| Exercise details |
Restate each entry below without changing a word.

| Given data |
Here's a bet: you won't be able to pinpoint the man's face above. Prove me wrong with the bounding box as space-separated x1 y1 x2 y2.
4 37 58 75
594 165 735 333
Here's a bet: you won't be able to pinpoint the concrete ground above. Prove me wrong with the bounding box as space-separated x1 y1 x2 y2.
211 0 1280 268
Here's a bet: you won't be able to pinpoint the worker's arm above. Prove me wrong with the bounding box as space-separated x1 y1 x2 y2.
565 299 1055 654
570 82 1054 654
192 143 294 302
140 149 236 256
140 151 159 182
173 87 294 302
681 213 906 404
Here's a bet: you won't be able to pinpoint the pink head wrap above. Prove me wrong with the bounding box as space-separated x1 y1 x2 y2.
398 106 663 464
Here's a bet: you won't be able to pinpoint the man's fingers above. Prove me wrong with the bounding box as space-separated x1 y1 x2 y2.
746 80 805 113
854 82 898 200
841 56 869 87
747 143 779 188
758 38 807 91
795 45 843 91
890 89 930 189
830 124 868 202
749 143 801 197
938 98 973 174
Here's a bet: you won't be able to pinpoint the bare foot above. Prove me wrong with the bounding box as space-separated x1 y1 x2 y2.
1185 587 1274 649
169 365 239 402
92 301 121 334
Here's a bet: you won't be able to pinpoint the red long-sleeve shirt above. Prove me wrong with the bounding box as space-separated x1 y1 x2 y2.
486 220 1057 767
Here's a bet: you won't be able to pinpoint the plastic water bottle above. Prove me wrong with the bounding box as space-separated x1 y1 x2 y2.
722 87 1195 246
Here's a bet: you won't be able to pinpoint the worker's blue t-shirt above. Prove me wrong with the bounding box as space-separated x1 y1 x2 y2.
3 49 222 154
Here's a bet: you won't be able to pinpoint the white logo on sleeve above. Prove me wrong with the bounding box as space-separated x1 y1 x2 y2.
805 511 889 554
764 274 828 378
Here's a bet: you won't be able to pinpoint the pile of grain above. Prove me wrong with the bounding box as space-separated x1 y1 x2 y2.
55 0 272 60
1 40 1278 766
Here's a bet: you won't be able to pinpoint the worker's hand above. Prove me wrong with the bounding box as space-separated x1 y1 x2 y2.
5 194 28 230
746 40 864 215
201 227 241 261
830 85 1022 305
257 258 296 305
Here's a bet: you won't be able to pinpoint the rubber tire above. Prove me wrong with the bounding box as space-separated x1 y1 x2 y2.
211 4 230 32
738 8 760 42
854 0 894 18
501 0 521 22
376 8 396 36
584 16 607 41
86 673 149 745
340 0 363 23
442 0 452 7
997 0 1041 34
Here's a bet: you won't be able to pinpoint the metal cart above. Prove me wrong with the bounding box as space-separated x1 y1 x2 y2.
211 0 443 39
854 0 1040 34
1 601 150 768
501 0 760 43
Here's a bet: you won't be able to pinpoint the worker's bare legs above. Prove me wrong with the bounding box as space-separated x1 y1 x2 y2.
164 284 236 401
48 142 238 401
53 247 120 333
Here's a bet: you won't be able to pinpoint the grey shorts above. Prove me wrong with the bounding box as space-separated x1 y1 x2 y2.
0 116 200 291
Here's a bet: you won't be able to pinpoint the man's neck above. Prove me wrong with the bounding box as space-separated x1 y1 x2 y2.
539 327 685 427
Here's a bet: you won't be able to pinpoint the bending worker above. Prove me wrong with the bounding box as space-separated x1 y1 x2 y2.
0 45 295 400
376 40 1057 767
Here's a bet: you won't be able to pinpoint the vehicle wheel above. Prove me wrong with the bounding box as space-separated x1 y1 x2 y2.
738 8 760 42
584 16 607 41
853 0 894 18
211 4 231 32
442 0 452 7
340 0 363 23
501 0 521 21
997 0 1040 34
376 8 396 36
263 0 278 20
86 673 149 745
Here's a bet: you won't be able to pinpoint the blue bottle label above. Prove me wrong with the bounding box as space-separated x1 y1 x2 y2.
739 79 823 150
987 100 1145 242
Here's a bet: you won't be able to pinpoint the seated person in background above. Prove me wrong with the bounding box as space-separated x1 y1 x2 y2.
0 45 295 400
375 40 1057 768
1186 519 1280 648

| Written reply |
Here's a bet: you won't be able to pinpoint the man's face above. Prove me wrong with the bounding box as space-separated x1 y1 x2 y2.
4 37 58 75
594 165 735 333
Here's a bet: you won't be able to pinpoint the concrete ground above. Prove me wrong with the bounding box as space-separated x1 y1 x2 y2.
211 0 1280 268
Here's a bet: you won't be able to pinpoint the worker's arm above. Prove me wrong with the bounding box as space-separated x1 y1 x2 y2.
565 299 1055 654
570 82 1054 654
192 143 294 302
140 149 236 256
140 151 159 182
173 87 294 302
681 213 906 404
Here's a bet: you won't be able to pinpoint the pink head wrap above. Prove me wrong with the bounding box as space-separated x1 y1 x2 y2.
398 106 663 464
Here's a bet: you won't be able to pinpoint the man's fingers above. Prove me wrong with the bounding box as space-separated x1 y1 x2 y2.
746 80 805 113
854 82 898 200
841 56 869 87
747 143 779 188
758 38 807 91
795 45 843 91
890 89 930 189
830 124 868 202
749 143 801 197
938 98 973 174
Here's a bet: you won't be able to pinpoint the bare foot above. Prove me wrong with the bounding box as space-separated x1 y1 x2 y2.
1185 587 1274 649
169 365 239 402
92 301 121 334
Here's a bet: you won't be able to pinpoint the red long-sleeve shirt above. Prove me wrong with the bounding box as space-separated x1 y1 x2 y2.
486 220 1057 767
Here's a bet: you won't be able to pinpoint the plastic water bottle above. Prove me wrong with the bounding box as space-separated x1 y1 x2 y2.
722 87 1195 246
Here's a bet: you won't be able to pinpoint the worker's blue t-shirt above. Prove me wrong with the bounding box as space-separated x1 y1 x2 y2.
3 49 222 154
Here's a bet: you won't be able to pinpoint the white logo on sleeve above. Prove me wrong with the bounding box as space-separated x1 y1 x2 y2.
805 511 889 554
764 274 828 378
Here's a bet: you won't be able to pinpoint the pile of grain above. Prove me wrong with the bounding box as space-separated x1 y1 x2 y2.
55 0 272 60
1 40 1278 766
Here's a bet: you won't be able to pinpoint the worker's hand above. Prove me wrong with the bounding box as space-separated x1 y1 x2 y2.
5 194 28 230
746 40 864 215
201 227 241 261
830 85 1022 305
257 258 296 305
Here's a bet: you won't be able to pinpoint the rubber tire above. Prove me wrong with the bounding box as space-separated x1 y1 x2 y2.
211 4 230 32
738 8 760 42
854 0 894 18
501 0 521 22
376 8 396 36
584 16 607 41
86 673 149 745
340 0 363 23
442 0 452 7
997 0 1041 34
Here's a bet: you won't be able to pinpoint the metal cart above. Prove me wrong with the bounding box as space-separated x1 y1 x2 y2.
211 0 443 39
854 0 1040 34
1 601 150 768
501 0 760 43
Here's a bet: you won't be able to pinpoint the worker's bare legs above. Prove me wrong with the bounding box as space-separated x1 y1 x2 y2.
164 284 236 401
48 142 238 401
53 247 120 333
Here's a bet: you won't be able to pinpoint the grey shorts above. Prove me wrong with the bounding box as space-separated x1 y1 x2 y2.
0 116 200 291
Here's a bet: you won't be able to pinpoint the man's neck above. Prove me wrong with the bounding box as space-separated x1 y1 x2 y2.
539 327 685 427
Here's a bet: you won't be able to pinpoint the bending worker above. Prove me wrong with the bounding box as space-separated x1 y1 x2 y2.
0 45 295 400
376 40 1057 767
Here's a bet: you won't be able to pinpoint the vehicle wheel above. Prove me wrong with the bounding box as space-separated x1 y1 x2 y2.
738 8 760 42
584 16 607 41
853 0 894 18
211 4 231 32
442 0 452 7
340 0 363 23
501 0 521 21
997 0 1040 34
376 8 396 36
263 0 278 20
86 673 149 745
Here's a bet: you won't be able to pinpoint the blue bottle label above. Prove me wrong with the bounding box as space-separated x1 y1 x2 y2.
739 79 823 150
987 100 1145 242
Here's a bet: you won't be able to pinpoint the seated person in background above. Prove me wrong with the bounding box as space-separated x1 y1 x2 y2.
0 45 295 400
375 40 1057 768
1186 519 1280 648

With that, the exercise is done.